A practitioner’s glossary, written for people who have to use these terms in policies, RFPs, and committee meetings — not just recognize them on a vendor slide. Where a term has nuance, the definition flags it. Where a term is contested between vendors and standards bodies, both interpretations are noted.


A

Access Control — The mechanism that determines who can read, write, modify, or delete a piece of data. In modern stacks, increasingly enforced at the query layer (row-level security, column masking) rather than at the application layer.

Active Metadata — Metadata that is continuously updated and pushed into the tools where work happens (Snowflake, dbt, Slack), as opposed to passive metadata in a catalog users have to visit. The defining shift in catalog architecture in 2024–2026.

Aggregate Data — Data that has been summarized or grouped (counts, averages, totals) such that individual records cannot be identified. Often a strategy for reducing privacy risk while preserving analytical value.

AI Act (EU) — Regulation 2024/1689, effective in phases through 2027. Classifies AI systems by risk, imposes documentation and conformity requirements on high-risk systems. First major enforcement window opens August 2026. See EU AI Act compliance guide.

AI Steward — Emerging role (2026) responsible for training data documentation, model card maintenance, bias monitoring, and AI Act conformity artifacts. Often a bifurcation of the traditional data steward role.

Anonymization — Irreversible removal of identifying information from data. Distinguished from pseudonymization, which is reversible. Under GDPR, true anonymization removes data from the regulation’s scope; pseudonymization does not.

Audit Trail — The chronological record of who accessed or modified data and when. A non-negotiable control for regulated industries; increasingly expected for AI inference logs under the AI Act.

B

Bias (Algorithmic) — Systematic deviation in model output that disadvantages a protected group. Governance teams measure it via fairness metrics (demographic parity, equalized odds) and document it in model cards.

BCBS 239 — Basel Committee on Banking Supervision’s principles for effective risk data aggregation and risk reporting. The reason every large bank has a CDO and a data governance program.

Business Glossary — A curated dictionary of business terms with agreed definitions, owners, and approval status. Distinct from a data dictionary (which describes technical attributes of fields). See business glossary vs data dictionary.

Business Steward — A practitioner accountable for the day-to-day quality, documentation, and policy adherence of a domain’s data. Always a business role, never IT. See data steward vs data owner vs data custodian.

C

CCPA — California Consumer Privacy Act, effective 2020, amended by CPRA in 2023. Grants California residents rights over their personal data; enforcement falls to the California Privacy Protection Agency. See CCPA meaning guide.

Chief Data Officer (CDO) — The C-suite executive accountable for the organization’s data strategy, governance, and increasingly AI policy. See the CDO’s guide.

Conformity Assessment — Under the EU AI Act, the formal documentation proving a high-risk AI system meets the Act’s requirements before market placement. Often a 6+ month process.

→ **JOB A**:
What regulation number does the glossary give for the EU AI Act?
→ **JOB B**:
According to the glossary, why does the difference between anonymization and pseudonymization matter under GDPR? Answer in one to three sentences.
The items aren't needed for any of the work on this glossary.

→ **SOURCE MATERIAL**:
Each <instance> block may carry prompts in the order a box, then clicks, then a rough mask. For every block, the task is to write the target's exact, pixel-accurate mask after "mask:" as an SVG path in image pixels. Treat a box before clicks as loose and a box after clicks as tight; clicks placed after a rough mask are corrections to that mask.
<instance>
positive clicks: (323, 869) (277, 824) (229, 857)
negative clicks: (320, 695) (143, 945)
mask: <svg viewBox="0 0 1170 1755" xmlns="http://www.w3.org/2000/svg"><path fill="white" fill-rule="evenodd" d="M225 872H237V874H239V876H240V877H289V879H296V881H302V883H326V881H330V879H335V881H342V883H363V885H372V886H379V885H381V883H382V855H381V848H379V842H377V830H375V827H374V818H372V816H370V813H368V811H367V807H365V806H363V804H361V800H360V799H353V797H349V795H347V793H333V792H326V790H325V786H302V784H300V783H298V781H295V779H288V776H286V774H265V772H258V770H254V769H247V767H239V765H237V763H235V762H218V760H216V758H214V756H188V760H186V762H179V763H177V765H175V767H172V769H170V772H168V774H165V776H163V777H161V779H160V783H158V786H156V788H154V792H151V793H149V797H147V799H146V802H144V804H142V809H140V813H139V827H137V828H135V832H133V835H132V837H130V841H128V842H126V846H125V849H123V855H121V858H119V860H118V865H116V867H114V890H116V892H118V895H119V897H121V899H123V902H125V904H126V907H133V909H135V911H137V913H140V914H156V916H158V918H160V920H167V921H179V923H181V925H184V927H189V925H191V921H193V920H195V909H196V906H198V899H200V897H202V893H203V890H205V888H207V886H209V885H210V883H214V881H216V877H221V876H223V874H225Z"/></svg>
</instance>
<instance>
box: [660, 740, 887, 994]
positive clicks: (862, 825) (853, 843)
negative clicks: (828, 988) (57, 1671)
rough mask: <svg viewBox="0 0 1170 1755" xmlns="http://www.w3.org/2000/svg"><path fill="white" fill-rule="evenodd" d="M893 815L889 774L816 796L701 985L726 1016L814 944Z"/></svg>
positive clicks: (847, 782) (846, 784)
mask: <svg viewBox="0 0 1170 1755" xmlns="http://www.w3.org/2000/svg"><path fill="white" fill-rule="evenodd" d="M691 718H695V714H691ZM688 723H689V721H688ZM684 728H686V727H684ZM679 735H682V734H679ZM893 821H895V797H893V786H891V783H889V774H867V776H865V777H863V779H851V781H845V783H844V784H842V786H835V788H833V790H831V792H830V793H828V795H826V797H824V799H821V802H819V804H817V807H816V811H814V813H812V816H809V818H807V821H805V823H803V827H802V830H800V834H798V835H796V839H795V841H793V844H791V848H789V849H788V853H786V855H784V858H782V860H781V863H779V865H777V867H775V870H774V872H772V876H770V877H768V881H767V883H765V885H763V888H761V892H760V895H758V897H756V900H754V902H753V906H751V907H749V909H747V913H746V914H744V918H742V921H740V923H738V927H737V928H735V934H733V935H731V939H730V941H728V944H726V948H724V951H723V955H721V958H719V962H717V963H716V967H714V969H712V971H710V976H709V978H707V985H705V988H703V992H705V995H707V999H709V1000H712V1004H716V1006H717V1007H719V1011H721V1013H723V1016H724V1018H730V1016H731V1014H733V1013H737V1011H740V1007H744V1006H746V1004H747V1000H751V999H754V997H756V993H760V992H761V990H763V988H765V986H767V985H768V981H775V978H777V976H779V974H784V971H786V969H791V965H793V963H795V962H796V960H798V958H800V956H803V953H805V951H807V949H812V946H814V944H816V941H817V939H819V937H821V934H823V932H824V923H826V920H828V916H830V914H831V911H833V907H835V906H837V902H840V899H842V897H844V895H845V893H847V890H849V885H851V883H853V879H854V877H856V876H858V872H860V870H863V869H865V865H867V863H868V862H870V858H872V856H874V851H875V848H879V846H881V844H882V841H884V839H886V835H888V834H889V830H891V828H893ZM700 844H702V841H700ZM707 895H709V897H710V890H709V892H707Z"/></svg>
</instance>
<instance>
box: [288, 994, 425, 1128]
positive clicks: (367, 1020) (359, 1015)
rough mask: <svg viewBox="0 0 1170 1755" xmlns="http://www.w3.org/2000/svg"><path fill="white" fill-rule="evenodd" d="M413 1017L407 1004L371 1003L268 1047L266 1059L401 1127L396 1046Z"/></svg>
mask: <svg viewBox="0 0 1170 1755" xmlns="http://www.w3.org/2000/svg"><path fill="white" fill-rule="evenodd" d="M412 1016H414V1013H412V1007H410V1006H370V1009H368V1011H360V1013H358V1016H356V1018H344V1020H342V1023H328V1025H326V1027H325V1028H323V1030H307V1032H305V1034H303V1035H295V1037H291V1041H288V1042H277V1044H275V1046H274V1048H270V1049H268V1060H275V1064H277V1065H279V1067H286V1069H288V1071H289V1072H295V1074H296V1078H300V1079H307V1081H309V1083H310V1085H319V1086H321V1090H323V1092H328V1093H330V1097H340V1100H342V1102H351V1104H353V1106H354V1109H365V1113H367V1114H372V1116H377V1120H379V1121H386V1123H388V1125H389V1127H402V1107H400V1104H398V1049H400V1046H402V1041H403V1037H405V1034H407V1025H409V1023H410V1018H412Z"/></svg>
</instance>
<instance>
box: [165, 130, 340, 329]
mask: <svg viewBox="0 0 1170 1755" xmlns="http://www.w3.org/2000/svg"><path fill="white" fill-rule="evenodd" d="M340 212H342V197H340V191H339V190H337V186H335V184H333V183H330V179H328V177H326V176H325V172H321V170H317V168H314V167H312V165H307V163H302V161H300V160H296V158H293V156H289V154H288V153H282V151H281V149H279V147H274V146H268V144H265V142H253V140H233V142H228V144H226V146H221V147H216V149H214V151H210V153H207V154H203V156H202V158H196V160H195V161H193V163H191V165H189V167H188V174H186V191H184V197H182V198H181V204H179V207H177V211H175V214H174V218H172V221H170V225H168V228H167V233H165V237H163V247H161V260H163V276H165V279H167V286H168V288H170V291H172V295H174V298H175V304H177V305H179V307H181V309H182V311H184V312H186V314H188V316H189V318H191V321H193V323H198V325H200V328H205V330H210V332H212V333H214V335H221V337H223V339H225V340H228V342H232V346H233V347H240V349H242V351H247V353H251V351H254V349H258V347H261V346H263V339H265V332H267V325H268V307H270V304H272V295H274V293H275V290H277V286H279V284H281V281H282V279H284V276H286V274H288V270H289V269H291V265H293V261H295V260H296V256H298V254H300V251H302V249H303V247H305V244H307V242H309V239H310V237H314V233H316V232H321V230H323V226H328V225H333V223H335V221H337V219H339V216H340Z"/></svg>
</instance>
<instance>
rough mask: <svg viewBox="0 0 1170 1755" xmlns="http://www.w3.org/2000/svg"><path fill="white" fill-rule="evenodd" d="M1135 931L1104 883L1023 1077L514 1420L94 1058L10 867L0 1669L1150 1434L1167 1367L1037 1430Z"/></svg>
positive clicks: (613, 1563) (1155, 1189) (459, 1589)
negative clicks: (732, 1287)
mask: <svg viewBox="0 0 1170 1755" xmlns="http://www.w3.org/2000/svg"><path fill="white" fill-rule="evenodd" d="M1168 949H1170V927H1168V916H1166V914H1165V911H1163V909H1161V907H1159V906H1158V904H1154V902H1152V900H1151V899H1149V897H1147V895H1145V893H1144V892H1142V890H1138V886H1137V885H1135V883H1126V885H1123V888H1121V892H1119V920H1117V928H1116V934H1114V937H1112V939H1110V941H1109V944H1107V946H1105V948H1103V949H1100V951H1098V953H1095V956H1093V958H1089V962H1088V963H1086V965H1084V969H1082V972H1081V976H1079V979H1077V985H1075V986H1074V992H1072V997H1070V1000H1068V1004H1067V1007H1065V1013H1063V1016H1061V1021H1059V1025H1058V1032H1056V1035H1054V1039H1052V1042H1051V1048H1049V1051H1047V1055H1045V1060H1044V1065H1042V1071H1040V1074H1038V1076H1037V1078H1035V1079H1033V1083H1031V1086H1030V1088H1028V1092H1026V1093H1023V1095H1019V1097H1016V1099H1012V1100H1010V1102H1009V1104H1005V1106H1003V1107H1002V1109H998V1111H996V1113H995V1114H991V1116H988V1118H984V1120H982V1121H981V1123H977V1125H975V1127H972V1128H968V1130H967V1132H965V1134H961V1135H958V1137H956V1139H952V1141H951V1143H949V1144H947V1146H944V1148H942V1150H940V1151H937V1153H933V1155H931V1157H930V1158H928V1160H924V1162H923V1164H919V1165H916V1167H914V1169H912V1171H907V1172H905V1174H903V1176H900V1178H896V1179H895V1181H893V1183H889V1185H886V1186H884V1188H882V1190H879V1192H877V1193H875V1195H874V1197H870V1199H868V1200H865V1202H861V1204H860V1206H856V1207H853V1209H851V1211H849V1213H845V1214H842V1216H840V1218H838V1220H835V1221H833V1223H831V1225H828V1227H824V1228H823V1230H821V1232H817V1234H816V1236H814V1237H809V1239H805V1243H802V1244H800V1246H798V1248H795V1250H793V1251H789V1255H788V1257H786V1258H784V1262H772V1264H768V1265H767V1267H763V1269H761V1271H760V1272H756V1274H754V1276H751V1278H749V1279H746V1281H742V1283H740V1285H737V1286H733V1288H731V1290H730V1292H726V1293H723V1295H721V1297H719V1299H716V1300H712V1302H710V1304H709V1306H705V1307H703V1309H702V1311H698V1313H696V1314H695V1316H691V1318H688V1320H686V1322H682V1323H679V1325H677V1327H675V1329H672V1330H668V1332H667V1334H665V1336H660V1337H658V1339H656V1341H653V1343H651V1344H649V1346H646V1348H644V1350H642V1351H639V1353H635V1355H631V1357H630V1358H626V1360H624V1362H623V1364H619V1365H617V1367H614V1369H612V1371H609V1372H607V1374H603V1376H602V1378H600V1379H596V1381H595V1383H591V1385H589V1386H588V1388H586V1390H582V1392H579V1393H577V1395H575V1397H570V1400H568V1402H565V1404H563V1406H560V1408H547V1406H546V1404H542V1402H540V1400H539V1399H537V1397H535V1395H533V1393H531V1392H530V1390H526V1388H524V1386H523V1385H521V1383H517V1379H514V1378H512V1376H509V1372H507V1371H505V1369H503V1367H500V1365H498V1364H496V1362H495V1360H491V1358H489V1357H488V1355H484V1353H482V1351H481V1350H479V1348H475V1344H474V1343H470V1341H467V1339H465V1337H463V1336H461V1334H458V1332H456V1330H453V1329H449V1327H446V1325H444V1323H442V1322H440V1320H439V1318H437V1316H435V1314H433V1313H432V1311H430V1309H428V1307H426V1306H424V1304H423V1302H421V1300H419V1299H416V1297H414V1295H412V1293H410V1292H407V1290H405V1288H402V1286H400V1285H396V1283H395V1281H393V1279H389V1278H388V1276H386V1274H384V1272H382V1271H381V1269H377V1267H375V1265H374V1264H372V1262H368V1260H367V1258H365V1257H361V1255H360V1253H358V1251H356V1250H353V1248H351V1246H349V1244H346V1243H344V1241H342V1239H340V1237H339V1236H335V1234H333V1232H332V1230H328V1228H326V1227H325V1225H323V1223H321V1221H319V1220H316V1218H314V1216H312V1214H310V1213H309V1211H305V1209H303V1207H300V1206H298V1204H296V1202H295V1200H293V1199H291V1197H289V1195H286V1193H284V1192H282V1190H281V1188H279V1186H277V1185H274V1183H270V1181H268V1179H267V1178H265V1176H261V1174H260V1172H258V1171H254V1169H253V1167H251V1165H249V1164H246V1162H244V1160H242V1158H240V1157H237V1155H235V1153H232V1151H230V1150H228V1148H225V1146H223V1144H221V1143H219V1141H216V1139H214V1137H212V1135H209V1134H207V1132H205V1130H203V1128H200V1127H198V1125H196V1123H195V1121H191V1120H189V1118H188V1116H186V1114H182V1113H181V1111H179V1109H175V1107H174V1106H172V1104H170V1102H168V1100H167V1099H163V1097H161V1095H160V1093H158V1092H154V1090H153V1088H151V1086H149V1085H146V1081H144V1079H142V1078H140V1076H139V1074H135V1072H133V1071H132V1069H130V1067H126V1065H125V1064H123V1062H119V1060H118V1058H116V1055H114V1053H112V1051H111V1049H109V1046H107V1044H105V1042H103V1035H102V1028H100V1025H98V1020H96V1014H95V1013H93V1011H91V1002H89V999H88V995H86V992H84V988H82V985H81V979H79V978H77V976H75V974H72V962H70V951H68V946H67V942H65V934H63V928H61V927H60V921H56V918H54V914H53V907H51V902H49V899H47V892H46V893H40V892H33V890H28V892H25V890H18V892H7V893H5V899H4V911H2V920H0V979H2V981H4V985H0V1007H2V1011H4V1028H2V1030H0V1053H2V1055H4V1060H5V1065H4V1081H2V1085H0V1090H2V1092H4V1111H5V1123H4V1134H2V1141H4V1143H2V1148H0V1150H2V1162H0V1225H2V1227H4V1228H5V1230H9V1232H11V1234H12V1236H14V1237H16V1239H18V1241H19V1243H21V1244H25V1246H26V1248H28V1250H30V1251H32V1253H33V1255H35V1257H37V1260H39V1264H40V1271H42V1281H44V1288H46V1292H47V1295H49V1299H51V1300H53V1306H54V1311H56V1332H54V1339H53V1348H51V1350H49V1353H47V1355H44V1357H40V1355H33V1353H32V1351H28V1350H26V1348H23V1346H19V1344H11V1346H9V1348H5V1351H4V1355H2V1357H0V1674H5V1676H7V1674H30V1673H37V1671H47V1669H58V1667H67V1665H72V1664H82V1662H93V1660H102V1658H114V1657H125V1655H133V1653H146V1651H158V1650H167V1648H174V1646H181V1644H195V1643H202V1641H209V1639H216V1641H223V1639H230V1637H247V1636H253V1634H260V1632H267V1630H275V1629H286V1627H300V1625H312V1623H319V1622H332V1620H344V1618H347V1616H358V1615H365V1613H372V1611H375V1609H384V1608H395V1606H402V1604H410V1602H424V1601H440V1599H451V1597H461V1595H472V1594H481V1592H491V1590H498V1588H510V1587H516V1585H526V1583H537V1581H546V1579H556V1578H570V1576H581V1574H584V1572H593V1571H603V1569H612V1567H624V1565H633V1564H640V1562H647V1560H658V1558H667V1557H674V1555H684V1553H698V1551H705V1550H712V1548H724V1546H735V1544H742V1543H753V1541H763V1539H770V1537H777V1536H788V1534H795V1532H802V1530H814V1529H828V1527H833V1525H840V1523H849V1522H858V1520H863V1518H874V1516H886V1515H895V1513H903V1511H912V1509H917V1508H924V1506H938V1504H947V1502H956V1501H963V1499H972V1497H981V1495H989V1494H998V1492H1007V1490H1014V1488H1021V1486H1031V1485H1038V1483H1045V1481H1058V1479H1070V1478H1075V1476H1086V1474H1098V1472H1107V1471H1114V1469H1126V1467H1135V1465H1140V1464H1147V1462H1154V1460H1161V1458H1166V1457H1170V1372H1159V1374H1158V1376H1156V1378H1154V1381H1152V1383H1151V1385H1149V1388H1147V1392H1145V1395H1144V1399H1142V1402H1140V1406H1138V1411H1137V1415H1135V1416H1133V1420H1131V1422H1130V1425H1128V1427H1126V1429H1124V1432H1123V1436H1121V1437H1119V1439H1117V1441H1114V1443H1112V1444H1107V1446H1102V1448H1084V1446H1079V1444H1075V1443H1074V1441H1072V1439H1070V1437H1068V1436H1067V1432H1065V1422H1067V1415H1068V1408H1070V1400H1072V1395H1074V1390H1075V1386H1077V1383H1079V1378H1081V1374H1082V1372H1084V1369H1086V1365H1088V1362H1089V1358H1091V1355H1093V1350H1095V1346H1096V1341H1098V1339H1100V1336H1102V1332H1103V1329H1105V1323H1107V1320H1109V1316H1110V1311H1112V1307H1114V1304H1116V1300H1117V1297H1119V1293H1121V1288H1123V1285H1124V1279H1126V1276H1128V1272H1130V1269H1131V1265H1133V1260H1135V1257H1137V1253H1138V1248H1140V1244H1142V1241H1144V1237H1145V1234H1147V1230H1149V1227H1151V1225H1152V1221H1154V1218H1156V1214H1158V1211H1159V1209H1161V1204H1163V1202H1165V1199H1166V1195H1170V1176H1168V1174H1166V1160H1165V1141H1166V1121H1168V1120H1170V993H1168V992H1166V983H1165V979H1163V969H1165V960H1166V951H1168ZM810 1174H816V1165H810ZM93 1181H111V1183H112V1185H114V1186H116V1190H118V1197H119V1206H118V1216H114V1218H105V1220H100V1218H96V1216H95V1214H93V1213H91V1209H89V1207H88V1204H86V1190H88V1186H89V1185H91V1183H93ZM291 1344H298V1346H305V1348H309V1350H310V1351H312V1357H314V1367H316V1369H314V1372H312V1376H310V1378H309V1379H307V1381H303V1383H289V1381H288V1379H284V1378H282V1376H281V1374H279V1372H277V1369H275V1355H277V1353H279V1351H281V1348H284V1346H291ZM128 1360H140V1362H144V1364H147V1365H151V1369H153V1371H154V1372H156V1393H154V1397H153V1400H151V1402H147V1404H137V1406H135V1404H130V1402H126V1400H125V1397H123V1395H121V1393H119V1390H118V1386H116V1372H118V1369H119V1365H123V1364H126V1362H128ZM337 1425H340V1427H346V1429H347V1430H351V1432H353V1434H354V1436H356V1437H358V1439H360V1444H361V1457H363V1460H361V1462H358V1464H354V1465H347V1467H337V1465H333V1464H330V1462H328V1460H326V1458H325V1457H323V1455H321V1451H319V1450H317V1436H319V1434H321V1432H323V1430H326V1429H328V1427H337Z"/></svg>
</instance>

→ **WRITTEN SOLUTION A**:
Regulation 2024/1689.

→ **WRITTEN SOLUTION B**:
Anonymization irreversibly removes identifying information, so truly anonymized data falls outside GDPR's scope. Pseudonymization is reversible, so pseudonymized data remains covered by the regulation.